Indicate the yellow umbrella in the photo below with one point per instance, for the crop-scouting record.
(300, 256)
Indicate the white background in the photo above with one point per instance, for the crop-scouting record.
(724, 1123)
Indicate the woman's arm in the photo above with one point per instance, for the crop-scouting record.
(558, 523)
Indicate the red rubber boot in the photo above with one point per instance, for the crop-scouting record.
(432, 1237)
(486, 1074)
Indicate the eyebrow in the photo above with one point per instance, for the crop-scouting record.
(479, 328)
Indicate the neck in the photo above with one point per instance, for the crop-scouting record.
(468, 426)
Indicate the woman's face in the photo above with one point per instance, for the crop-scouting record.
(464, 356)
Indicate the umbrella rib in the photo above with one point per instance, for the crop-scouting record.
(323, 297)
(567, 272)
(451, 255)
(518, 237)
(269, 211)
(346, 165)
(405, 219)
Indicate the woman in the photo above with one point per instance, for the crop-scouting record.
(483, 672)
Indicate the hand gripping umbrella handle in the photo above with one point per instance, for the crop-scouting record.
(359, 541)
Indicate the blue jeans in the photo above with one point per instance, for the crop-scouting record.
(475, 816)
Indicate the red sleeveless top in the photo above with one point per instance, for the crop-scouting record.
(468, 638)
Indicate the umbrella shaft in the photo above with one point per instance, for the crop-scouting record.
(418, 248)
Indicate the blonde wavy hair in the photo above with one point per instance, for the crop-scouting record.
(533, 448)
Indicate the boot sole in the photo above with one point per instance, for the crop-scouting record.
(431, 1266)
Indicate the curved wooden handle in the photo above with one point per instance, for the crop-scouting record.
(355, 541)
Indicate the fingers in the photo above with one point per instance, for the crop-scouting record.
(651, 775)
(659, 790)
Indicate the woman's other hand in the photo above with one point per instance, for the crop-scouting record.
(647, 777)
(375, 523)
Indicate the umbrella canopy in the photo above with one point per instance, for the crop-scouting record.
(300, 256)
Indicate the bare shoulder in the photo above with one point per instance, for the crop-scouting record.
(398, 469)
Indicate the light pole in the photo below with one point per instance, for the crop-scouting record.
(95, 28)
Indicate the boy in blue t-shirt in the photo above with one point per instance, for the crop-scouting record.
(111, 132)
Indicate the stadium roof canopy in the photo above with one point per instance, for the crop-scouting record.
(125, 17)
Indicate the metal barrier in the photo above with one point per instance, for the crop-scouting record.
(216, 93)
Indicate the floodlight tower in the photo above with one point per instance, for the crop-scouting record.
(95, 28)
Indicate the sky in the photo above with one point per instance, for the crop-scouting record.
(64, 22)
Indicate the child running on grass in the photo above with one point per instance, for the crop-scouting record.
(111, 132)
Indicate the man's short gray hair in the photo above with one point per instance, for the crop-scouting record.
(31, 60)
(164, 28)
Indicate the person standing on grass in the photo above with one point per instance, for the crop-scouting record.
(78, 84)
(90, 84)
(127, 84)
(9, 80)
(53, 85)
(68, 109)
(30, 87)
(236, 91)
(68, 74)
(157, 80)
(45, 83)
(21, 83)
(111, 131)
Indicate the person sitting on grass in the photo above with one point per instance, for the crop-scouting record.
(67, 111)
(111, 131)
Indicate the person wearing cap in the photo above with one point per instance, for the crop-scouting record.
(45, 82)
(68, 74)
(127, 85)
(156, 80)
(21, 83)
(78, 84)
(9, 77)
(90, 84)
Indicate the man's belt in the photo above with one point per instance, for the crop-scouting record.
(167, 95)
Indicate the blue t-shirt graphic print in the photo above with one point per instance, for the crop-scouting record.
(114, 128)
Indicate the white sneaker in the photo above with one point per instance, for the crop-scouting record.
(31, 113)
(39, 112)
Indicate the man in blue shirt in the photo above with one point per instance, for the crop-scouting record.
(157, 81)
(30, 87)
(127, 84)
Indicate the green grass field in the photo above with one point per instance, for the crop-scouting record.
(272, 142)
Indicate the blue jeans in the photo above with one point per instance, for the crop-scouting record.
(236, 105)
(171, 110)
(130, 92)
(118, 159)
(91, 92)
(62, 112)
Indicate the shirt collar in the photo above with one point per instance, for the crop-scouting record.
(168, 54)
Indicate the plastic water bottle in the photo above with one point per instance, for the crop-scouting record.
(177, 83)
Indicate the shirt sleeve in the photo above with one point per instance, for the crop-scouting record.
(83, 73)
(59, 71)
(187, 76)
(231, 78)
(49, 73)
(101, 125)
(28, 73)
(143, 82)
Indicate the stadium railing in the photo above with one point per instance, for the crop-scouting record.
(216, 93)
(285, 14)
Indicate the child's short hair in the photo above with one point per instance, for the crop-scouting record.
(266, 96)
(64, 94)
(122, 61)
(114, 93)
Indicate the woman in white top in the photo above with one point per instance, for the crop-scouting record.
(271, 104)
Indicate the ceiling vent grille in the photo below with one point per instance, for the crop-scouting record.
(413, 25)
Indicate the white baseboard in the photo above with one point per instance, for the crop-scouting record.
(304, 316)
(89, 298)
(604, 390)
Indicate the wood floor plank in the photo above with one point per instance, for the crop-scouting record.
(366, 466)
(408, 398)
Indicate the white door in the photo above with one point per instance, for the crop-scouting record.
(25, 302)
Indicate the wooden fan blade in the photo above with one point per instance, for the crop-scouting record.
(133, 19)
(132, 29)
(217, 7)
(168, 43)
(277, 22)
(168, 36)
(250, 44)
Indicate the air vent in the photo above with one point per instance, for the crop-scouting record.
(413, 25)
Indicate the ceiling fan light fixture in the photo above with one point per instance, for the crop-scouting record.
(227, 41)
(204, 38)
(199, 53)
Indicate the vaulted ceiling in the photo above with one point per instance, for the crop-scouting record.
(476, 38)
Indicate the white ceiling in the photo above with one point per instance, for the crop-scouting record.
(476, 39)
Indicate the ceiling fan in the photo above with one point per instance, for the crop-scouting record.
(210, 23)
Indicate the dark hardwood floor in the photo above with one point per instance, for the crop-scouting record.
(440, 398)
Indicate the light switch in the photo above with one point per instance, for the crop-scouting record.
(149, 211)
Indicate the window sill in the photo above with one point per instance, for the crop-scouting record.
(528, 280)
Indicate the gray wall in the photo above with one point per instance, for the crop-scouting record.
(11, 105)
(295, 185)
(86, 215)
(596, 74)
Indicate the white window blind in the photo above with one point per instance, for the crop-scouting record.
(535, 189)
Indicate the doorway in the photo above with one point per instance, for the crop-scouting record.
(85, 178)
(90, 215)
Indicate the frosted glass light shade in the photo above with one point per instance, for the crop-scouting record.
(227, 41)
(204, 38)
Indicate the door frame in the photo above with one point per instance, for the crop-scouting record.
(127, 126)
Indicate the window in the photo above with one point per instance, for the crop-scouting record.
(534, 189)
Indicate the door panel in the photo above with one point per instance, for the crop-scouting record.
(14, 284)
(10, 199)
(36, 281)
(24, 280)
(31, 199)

Task to carry out: Quote the data in full, keeping each word unchanged.

Complete output:
Indicate the yellow umbrella in the photo below with one point per instance, for the crop-scouting record.
(300, 256)
Indicate the white background in the photo above with one point per instance, for the crop-scouting record.
(724, 1123)
Indicate the woman's arm in the photo above with one point per instance, for the crop-scouting record.
(558, 523)
Indicate the red rubber boot in the photo above with one point per instance, for the crop-scouting record.
(432, 1237)
(486, 1074)
Indicate the eyebrow in the photo above with one point per instance, for the crop-scouting record.
(479, 328)
Indicate the neck in the photo above with one point per instance, for the crop-scouting record.
(468, 426)
Indicate the woman's face in the photo above with one point per instance, for the crop-scouting record.
(464, 356)
Indicate the umbrella rib in the photo above with one point per instance, for the crop-scouting record.
(323, 297)
(567, 272)
(451, 255)
(518, 237)
(269, 211)
(346, 165)
(405, 219)
Indicate the woman in the photo above with one point per instance, for the crop-scouting record.
(483, 672)
Indicate the hand gripping umbrella handle in the photo above with one point per instance, for the crop-scouting record.
(359, 541)
Indicate the blue jeans in the photo above with one point per instance, for the crop-scouting record.
(475, 816)
Indicate the red sleeveless top in the photo above with one point per instance, for the crop-scouting record.
(468, 638)
Indicate the umbrella shaft in the photo above with one point per instance, for the crop-scouting record.
(418, 248)
Indicate the blonde wavy hair in the photo above with one point per instance, for the crop-scouting record.
(533, 448)
Indicate the boot sole in the photo above with one point per instance, for the crop-scouting record.
(431, 1266)
Indicate the curved wooden handle in the photo above with one point per instance, for the crop-scouting record.
(355, 541)
Indicate the fingers in the photo above with one point per instance, for the crop-scouting record.
(651, 775)
(659, 790)
Indicate the woman's other hand in the photo above with one point per instance, for the crop-scouting record.
(647, 777)
(375, 523)
Indicate the umbrella canopy in the photo above with one point per instance, for the crop-scouting record.
(300, 256)
Indicate the bare shoulder in the photo above with one point per instance, for the crop-scouting record.
(398, 469)
Indicate the light pole in the photo below with one point per instance, for the crop-scouting record.
(95, 28)
Indicate the boy in blue t-shirt in the photo above with one point per instance, for the crop-scouting record.
(111, 132)
Indicate the stadium roof canopy in the photo above with one point per instance, for the crop-scouting record.
(125, 17)
Indicate the metal barrier in the photo above with one point per instance, for the crop-scouting record.
(216, 93)
Indicate the floodlight tower in the photo above with one point per instance, for the crop-scouting record.
(95, 28)
Indicate the sky in the photo above with one point per instance, for the crop-scouting record.
(64, 22)
Indicate the child running on grass in the photo above with one point per instance, for the crop-scouting record.
(111, 132)
Indicate the man's short gray hair in the photo above with one point per instance, for the crop-scouting record.
(31, 60)
(164, 28)
Indicate the person standing on grass in the photo above with one point per instance, for the crop-scouting record.
(78, 84)
(90, 84)
(127, 84)
(9, 80)
(53, 85)
(68, 109)
(30, 87)
(236, 91)
(68, 74)
(157, 80)
(45, 83)
(21, 83)
(111, 131)
Indicate the person sitting on grass in the photo above with one point per instance, for the crop-scouting record.
(67, 111)
(111, 131)
Indicate the person wearing cap in the photo above with one point per instance, for the crop-scouting record.
(45, 82)
(68, 74)
(127, 85)
(156, 80)
(21, 83)
(78, 84)
(9, 77)
(90, 84)
Indicate the man's belt in the photo above with one point per instance, for the crop-scouting record.
(167, 95)
Indicate the blue t-shirt graphic print in the photo above with one point per instance, for the crop-scouting record.
(114, 128)
Indicate the white sneaker in the photo above with one point per instance, for the crop-scouting record.
(31, 113)
(39, 112)
Indicate the man in blue shirt in the photo above with one point per instance, for the crop-scouting record.
(157, 81)
(30, 87)
(127, 84)
Indicate the green grass field in the photo above with one point per instance, for the crop-scouting record.
(272, 142)
Indicate the blue jeans in the photo above with one point per instance, for the crop-scouting record.
(236, 105)
(171, 110)
(130, 92)
(118, 159)
(91, 92)
(62, 112)
Indicate the shirt collar in the photo above with one point per instance, for the crop-scouting record.
(168, 54)
Indicate the plastic water bottle in the photo above with one point per instance, for the crop-scouting record.
(177, 83)
Indicate the shirt sleeve in the photo above with one point per instance, for the crop-scouting record.
(83, 73)
(59, 71)
(187, 76)
(231, 78)
(49, 73)
(101, 125)
(28, 73)
(143, 82)
Indicate the stadium railing in the photo above with one point per instance, for the crop-scouting record.
(216, 93)
(285, 14)
Indicate the child's short hair in the photo above with one point per instance, for the crop-scouting record.
(266, 96)
(64, 94)
(122, 61)
(114, 93)
Indicate the woman in white top in the photo above with one point per instance, for the crop-scouting record.
(271, 104)
Indicate the ceiling vent grille in the photo below with one point per instance, for the crop-scouting record.
(413, 25)
Indicate the white baseboard in the photo above with one point per instance, for the crop-scouting record.
(304, 316)
(89, 298)
(604, 390)
Indicate the wood floor plank in the photo above with one point per instance, for the crop-scouting record.
(366, 466)
(408, 398)
Indicate the white door in the photo above with one point per instance, for the crop-scouting record.
(25, 302)
Indicate the wooden fan blade in the photo above with one point per instance, for the crop-scouting record.
(133, 19)
(132, 29)
(217, 7)
(168, 43)
(277, 22)
(168, 36)
(250, 44)
Indicate the air vent in the photo above with one point per instance, for the crop-scouting record.
(413, 25)
Indicate the ceiling fan light fixture in the photo above with one point per instance, for the crop-scouting record.
(227, 41)
(204, 38)
(199, 53)
Indicate the vaulted ceiling in the photo above with one point per instance, for the crop-scouting record.
(476, 38)
Indicate the white ceiling in the photo above with one point per instance, for the crop-scouting record.
(476, 39)
Indicate the ceiling fan in the photo above with one point per instance, for the crop-scouting record.
(210, 23)
Indicate the dark hardwood floor in the photo above with one point per instance, for the crop-scouting record.
(440, 398)
Indicate the light switch in the photo above with one point per instance, for the crop-scouting record.
(149, 211)
Indicate the window sill in the photo above with one point per instance, for the crop-scouting record.
(528, 280)
Indicate the gray wall in the photo above with one point per instance, for the crop-scouting record.
(11, 105)
(295, 185)
(86, 215)
(596, 74)
Indicate the white window blind in the photo above with one point per instance, for the crop-scouting record.
(535, 189)
Indicate the doorway in the photo above with one point per instance, for the crop-scouting record.
(85, 178)
(90, 215)
Indicate the frosted glass light shade in the photo above with one point per instance, for the crop-scouting record.
(227, 41)
(204, 38)
Indicate the door frame in the photo above with one point per instance, for the crop-scouting record.
(127, 126)
Indicate the window in the photo above with one point per instance, for the crop-scouting record.
(534, 189)
Indicate the door panel in the photo above with one point per instance, for the crop-scouting record.
(14, 284)
(10, 199)
(36, 281)
(24, 280)
(31, 199)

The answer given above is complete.